WORK INSTRUCTIONS:
(1) In the passage on the financial risks of social entrepreneurship, repeat word for word the part that opens with the words containing "5. Conclusions" and closes with "existing literature) believed.".
(2) According to the passage on the financial risks of social entrepreneurship, why does the article propose flexible management of financial risks, stimulating some factors and restraining others? Answer in one to three sentences.

SOURCE PASSAGE:
>>>>>
Secondly, the article expands on the scientific background of existing work (
He and Yan 2020;
Lee 2020;
Zhang and Wang 2021) on the conflicting influence of financing factors on sustainable development. For the first time, funding factors were shown to have both an enabling and a disincentive effect on social entrepreneurship in developing countries. Based on this, the article proposes flexible management of financial risks of social entrepreneurship (to stimulate some factors and restrain others).
Thirdly, in contrast to existing publications in the field of market economics (
Graafland and Wells 2021;
Shao et al. 2021;
Wut et al. 2021), this article argues that despite the difference in goals (commercial/non-commercial) and funding factors, both commercial and social entrepreneurship face high financial risks and need financial risk management. This conclusion requires a revision of the existing approach to social entrepreneurship management in favour of greater attention to financial risk management.
5. Conclusions
This paper’s contribution to the literature consists of specifying the essence and features of social entrepreneurship in emerging economies by determining unique financial risks and developing recommendations for their management. The scientific significance of this paper consists of the substantiation of the fact that commercial factors (in the form of financial risks) have a more critical role in social entrepreneurship’s development than was previously (in the existing literature) believed.
<<<<<
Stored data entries
>>>>>
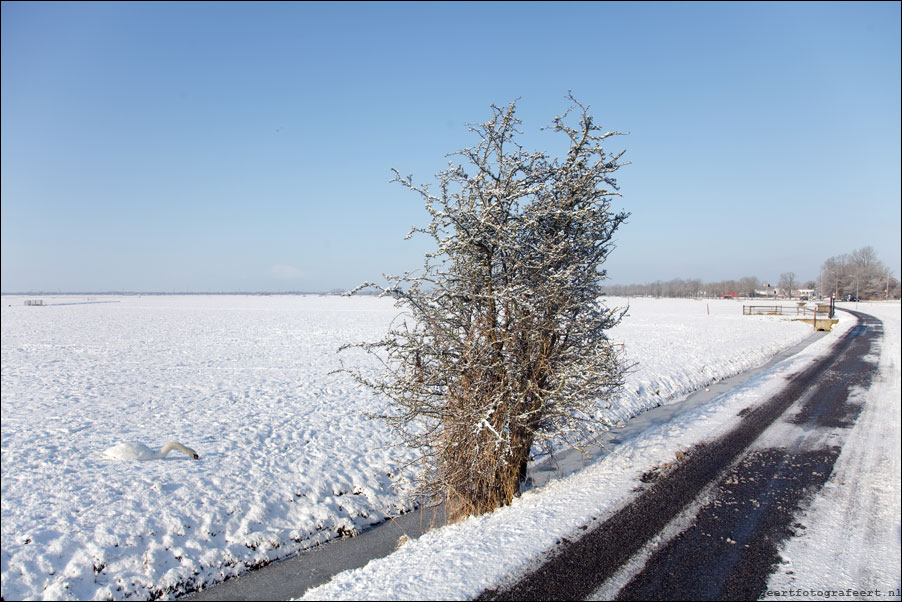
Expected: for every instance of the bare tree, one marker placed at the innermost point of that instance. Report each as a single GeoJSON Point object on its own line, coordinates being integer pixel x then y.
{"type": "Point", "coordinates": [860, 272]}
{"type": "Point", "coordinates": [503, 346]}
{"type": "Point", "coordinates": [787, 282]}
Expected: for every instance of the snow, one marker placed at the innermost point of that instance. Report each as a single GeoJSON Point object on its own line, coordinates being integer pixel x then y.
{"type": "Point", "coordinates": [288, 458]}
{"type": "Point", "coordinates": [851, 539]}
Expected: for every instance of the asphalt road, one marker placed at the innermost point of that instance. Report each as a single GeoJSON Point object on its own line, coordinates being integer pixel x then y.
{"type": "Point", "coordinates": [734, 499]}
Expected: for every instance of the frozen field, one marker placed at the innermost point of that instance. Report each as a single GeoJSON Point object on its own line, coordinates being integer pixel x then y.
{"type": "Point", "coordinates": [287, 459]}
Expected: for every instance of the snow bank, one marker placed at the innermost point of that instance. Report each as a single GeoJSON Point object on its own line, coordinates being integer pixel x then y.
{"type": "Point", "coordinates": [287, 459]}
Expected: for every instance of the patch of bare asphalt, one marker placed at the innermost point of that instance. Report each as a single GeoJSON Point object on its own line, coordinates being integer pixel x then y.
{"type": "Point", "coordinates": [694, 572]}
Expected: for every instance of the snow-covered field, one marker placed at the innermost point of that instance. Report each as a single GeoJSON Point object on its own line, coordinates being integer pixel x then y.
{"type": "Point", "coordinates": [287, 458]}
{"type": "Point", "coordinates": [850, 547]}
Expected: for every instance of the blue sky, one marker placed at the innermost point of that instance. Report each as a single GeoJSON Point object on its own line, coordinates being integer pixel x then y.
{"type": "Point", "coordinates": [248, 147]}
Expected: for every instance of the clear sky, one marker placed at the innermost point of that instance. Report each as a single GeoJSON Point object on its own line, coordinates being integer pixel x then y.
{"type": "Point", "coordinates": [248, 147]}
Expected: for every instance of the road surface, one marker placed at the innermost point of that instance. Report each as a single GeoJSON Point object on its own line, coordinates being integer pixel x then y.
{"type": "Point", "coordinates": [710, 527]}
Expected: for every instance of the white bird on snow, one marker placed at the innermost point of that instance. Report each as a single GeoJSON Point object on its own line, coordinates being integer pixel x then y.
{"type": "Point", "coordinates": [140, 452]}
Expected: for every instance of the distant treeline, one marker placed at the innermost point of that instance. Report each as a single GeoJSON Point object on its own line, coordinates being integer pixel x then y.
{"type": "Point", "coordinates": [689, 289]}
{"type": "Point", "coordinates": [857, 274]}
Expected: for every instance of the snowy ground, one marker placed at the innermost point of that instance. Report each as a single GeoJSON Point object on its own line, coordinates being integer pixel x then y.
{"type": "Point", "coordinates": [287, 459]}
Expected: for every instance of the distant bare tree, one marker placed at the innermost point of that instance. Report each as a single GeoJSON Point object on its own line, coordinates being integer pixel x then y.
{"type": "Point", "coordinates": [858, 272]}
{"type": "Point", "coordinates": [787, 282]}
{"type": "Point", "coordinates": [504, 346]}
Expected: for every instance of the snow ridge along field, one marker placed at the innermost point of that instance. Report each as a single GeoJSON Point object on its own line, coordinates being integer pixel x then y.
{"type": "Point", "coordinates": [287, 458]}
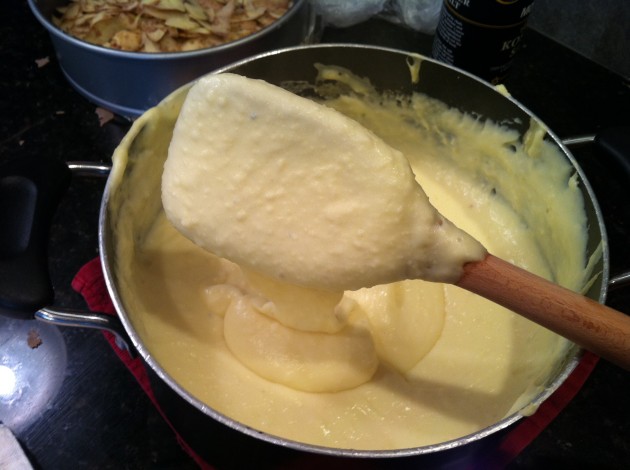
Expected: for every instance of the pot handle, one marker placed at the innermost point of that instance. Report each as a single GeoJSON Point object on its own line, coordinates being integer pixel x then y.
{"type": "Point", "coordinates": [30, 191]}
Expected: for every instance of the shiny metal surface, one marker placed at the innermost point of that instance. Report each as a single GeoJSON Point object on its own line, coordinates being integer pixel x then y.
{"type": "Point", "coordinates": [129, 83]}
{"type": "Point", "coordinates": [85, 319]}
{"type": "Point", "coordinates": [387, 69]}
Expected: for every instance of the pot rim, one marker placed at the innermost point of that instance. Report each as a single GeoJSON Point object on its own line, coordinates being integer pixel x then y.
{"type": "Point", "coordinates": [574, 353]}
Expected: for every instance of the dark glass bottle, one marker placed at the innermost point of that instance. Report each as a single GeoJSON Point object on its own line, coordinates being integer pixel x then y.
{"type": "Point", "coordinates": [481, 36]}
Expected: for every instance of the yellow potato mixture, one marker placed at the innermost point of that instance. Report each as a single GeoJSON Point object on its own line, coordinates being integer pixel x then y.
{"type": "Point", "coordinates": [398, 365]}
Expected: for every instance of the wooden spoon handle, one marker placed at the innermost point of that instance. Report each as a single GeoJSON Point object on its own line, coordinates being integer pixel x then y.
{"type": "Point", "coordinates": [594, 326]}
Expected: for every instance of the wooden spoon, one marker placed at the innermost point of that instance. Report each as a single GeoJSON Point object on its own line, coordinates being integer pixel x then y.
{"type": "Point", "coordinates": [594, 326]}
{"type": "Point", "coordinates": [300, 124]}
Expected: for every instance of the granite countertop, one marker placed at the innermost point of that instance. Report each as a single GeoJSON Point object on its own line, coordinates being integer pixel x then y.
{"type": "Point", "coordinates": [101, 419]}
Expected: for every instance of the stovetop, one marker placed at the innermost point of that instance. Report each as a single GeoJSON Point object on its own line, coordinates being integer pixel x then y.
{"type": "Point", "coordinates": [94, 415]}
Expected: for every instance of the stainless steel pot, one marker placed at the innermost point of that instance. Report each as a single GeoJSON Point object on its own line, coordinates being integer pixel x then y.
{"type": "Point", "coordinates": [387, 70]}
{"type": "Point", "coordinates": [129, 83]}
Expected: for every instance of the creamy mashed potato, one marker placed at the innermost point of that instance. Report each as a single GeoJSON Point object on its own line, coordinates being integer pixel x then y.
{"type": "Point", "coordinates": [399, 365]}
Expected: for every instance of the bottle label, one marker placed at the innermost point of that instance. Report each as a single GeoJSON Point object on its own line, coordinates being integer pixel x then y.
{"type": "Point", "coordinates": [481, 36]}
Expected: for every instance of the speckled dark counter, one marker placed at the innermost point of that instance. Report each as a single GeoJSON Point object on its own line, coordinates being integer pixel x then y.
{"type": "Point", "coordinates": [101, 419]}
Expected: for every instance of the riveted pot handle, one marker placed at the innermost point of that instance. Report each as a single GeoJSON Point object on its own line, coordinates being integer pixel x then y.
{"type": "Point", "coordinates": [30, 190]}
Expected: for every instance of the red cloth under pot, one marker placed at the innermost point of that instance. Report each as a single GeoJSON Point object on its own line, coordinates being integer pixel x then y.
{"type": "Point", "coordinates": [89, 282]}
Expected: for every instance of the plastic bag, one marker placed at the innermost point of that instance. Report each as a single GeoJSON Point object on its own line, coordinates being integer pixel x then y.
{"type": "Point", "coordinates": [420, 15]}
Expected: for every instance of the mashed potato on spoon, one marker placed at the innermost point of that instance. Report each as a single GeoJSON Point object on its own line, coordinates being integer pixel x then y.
<<<<<
SOLUTIONS FOR EACH TASK:
(1)
5. Conclusions
This paper’s contribution to the literature consists of specifying the essence and features of social entrepreneurship in emerging economies by determining unique financial risks and developing recommendations for their management. The scientific significance of this paper consists of the substantiation of the fact that commercial factors (in the form of financial risks) have a more critical role in social entrepreneurship’s development than was previously (in the existing literature) believed.

(2) The article proposes it because funding factors were shown to have both an enabling and a disincentive effect on social entrepreneurship in developing countries. Since some financing factors help and others hinder, management should stimulate the former and restrain the latter.